Problem details >> Report, unchanged, every line of the data below that contains the string "logo". The match is case-sensitive.

#####

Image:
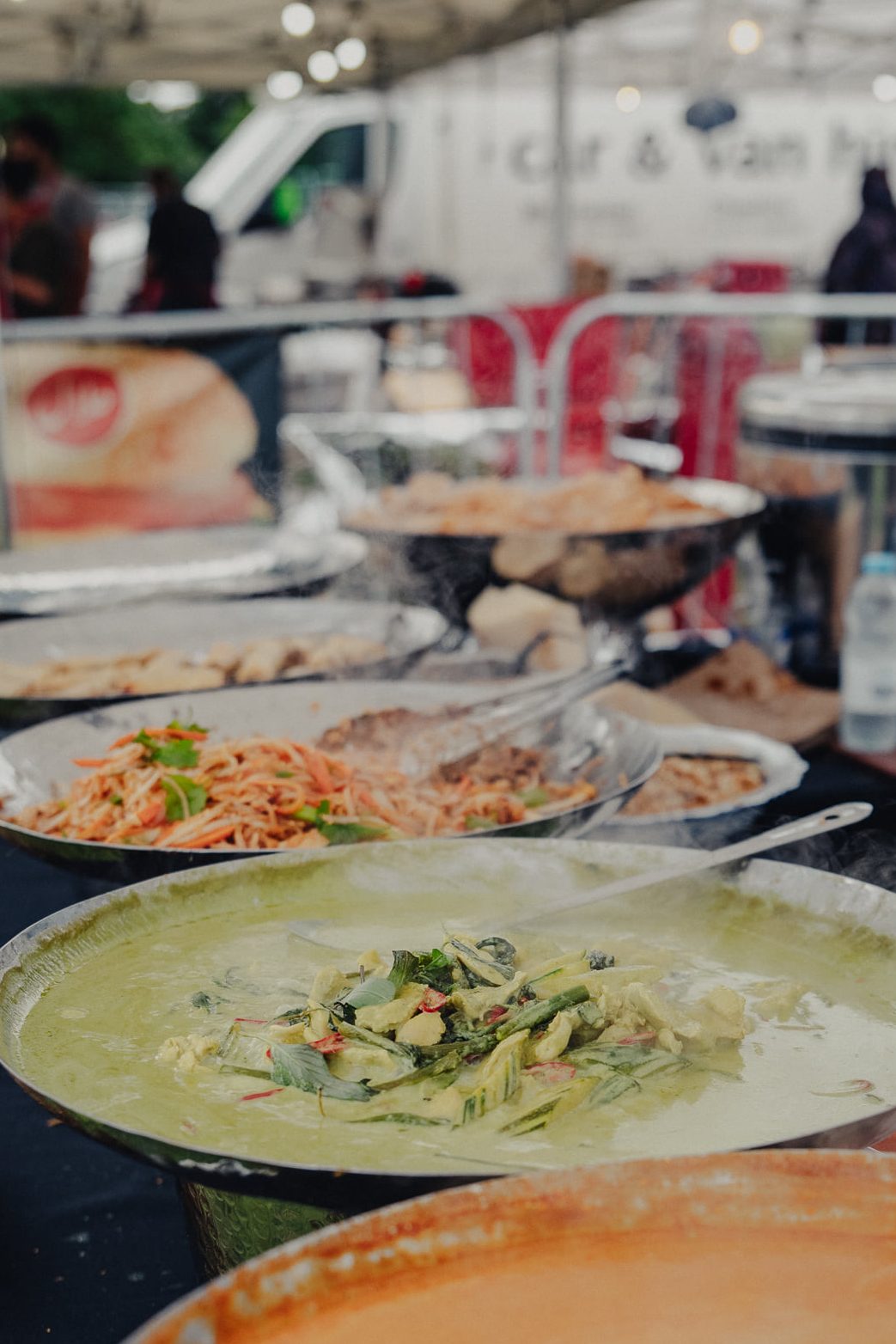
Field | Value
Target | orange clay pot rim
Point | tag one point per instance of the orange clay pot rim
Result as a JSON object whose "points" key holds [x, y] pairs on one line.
{"points": [[797, 1189]]}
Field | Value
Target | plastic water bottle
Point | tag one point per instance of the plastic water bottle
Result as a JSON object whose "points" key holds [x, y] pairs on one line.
{"points": [[868, 664]]}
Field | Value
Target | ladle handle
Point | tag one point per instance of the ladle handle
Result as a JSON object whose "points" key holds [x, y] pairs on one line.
{"points": [[817, 824], [803, 828]]}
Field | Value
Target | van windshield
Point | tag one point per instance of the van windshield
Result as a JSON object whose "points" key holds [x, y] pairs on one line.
{"points": [[336, 159]]}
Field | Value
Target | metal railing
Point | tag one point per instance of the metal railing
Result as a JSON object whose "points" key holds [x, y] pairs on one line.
{"points": [[289, 319], [855, 309], [540, 393]]}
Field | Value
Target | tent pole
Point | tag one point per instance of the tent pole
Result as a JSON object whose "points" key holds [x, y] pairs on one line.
{"points": [[6, 515], [560, 205]]}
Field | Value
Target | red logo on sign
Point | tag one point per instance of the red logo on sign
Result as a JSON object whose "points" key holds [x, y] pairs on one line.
{"points": [[76, 406]]}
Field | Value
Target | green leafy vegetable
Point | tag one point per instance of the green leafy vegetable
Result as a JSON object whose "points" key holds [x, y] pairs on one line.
{"points": [[400, 1117], [338, 832], [480, 968], [376, 989], [535, 797], [443, 1065], [498, 948], [407, 1055], [540, 1012], [300, 1066], [181, 753], [350, 832], [612, 1089], [436, 970], [403, 968], [183, 797]]}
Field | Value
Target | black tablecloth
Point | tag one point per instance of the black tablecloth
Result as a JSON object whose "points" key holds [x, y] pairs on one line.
{"points": [[93, 1243]]}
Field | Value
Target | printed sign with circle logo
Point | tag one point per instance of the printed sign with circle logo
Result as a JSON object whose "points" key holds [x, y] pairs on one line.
{"points": [[76, 406]]}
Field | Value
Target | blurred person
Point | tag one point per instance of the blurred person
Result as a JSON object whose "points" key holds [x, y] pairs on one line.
{"points": [[181, 252], [40, 259], [34, 140], [864, 261]]}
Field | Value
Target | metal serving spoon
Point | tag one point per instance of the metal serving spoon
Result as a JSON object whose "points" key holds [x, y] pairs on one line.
{"points": [[803, 828], [450, 736]]}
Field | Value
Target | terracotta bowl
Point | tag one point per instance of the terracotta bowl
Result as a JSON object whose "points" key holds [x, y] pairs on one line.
{"points": [[776, 1248]]}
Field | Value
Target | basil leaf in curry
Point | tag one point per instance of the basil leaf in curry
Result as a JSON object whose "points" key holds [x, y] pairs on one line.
{"points": [[300, 1066]]}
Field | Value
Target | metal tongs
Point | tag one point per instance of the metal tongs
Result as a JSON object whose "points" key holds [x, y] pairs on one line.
{"points": [[452, 736]]}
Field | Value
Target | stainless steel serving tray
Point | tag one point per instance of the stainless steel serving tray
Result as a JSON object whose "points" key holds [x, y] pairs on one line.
{"points": [[38, 957], [606, 574], [614, 752], [183, 562], [190, 629], [779, 764]]}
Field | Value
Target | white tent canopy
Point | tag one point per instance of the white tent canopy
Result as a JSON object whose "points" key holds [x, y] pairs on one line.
{"points": [[655, 43], [238, 43]]}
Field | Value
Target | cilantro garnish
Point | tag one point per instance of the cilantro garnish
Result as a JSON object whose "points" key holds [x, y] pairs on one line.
{"points": [[183, 797]]}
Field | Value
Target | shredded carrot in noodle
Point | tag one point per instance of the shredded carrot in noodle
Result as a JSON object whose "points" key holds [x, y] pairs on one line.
{"points": [[269, 793]]}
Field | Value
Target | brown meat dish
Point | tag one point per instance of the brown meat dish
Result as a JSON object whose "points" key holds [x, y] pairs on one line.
{"points": [[686, 783], [743, 688]]}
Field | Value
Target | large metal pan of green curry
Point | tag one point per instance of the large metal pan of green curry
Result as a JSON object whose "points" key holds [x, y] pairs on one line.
{"points": [[338, 1031]]}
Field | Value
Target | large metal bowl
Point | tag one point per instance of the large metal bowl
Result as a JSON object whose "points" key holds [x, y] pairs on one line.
{"points": [[190, 629], [641, 1238], [615, 753], [421, 882], [610, 574]]}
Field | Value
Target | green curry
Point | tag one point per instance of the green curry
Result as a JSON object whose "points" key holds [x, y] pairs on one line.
{"points": [[266, 1014]]}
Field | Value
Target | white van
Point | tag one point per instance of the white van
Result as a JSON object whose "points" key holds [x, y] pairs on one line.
{"points": [[459, 176]]}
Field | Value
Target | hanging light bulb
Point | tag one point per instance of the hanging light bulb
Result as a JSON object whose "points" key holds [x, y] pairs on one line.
{"points": [[628, 98], [884, 88], [350, 52], [283, 83], [745, 37], [323, 66], [297, 19]]}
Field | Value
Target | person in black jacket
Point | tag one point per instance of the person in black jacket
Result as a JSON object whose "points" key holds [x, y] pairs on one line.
{"points": [[181, 252], [40, 262], [864, 262]]}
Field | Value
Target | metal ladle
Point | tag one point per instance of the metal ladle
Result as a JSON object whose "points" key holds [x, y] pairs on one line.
{"points": [[803, 828]]}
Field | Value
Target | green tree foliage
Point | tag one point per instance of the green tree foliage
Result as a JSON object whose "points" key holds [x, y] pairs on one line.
{"points": [[109, 138]]}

#####

The answer >>
Target | red logo on sign
Point | tag one point per instance of the red logo on sign
Target | printed sign with circle logo
Point | tag one point per instance of the printed sign with circle logo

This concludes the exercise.